TO BE DONE
Reproduce the TSAM overview starting at "use weigths ptretrained" and ending at "the technical report.", substituting "ResNet-50" for "Resnet50".

TSAM: Temporal Shift with Audio Modality

Overview

This code extends the TemporalShiftModule codebase.

We have implemented several extensions to adapt TSAM for general purpose video undestanding (including emotion recognition):

incorporates audio modality
extends shift with depth parameter (shift not only neighboring but distant frames )
use weigths ptretrained with INET21K

All this improves perfomance of TSM on kinetics400 and something-something-v1 datasets:

dataset	n-frame	TSM	TSAM
Kinetics 400	16 * 10clips	74.5%	78.0%
something-v1	16 * 10clips	48.4%	52.2%

Table 1. Perfomance on public dataset TSAM vs TSM. In both cases Resnet50 was used as backbone.

TSAM vs TSM

Figures below describe our extensions, more details could be found in the technical report.

Fig.1 - Original TSM implementation: video segments shifted by 1 segment.

Fig.2 - TSAM implementation: video segments shifted by 1 , 2, .., k segments. Audio segment is not shifted but processed by the same backbone (weights are the same for video and audio segments).

Prerequisites

The code is built with following libraries:

PyTorch 1.0 or higher
tqdm
timm
scikit-learn

Data Preparation

You need to prepare 2 config files:

config file to specify input data (use template from config/example_data.json)
config file to specify model parameters (use template from config/example_config.json)

EXTRACTED ENTRIES

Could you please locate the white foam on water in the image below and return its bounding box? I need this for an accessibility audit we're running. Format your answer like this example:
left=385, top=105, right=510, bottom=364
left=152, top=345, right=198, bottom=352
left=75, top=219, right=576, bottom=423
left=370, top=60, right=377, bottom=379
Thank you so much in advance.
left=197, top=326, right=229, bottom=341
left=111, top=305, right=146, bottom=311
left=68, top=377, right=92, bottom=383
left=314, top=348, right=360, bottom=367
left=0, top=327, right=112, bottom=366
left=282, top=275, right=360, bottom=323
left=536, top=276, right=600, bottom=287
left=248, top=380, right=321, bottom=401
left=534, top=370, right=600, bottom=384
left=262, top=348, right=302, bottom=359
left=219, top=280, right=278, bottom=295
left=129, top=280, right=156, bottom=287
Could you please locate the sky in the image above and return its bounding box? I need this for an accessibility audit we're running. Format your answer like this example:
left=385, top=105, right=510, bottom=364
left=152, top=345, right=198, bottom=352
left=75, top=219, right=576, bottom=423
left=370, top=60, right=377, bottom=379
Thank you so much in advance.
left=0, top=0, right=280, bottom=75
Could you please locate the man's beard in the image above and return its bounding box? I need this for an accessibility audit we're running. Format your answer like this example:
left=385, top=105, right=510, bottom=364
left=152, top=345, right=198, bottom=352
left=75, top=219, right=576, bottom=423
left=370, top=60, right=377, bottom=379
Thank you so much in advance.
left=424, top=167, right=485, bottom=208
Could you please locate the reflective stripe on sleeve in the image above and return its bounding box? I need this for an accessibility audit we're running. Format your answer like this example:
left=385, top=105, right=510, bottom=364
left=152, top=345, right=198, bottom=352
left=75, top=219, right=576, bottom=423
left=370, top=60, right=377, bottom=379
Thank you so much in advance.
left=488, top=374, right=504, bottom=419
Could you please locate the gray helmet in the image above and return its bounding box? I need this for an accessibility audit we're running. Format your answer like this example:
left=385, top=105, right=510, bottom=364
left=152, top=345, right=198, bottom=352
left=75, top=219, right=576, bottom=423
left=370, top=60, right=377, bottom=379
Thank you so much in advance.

RESPONSE BELOW
use weigths ptretrained with INET21K

All this improves perfomance of TSM on kinetics400 and something-something-v1 datasets:

dataset	n-frame	TSM	TSAM
Kinetics 400	16 * 10clips	74.5%	78.0%
something-v1	16 * 10clips	48.4%	52.2%

Table 1. Perfomance on public dataset TSAM vs TSM. In both cases ResNet-50 was used as backbone.

TSAM vs TSM

Figures below describe our extensions, more details could be found in the technical report.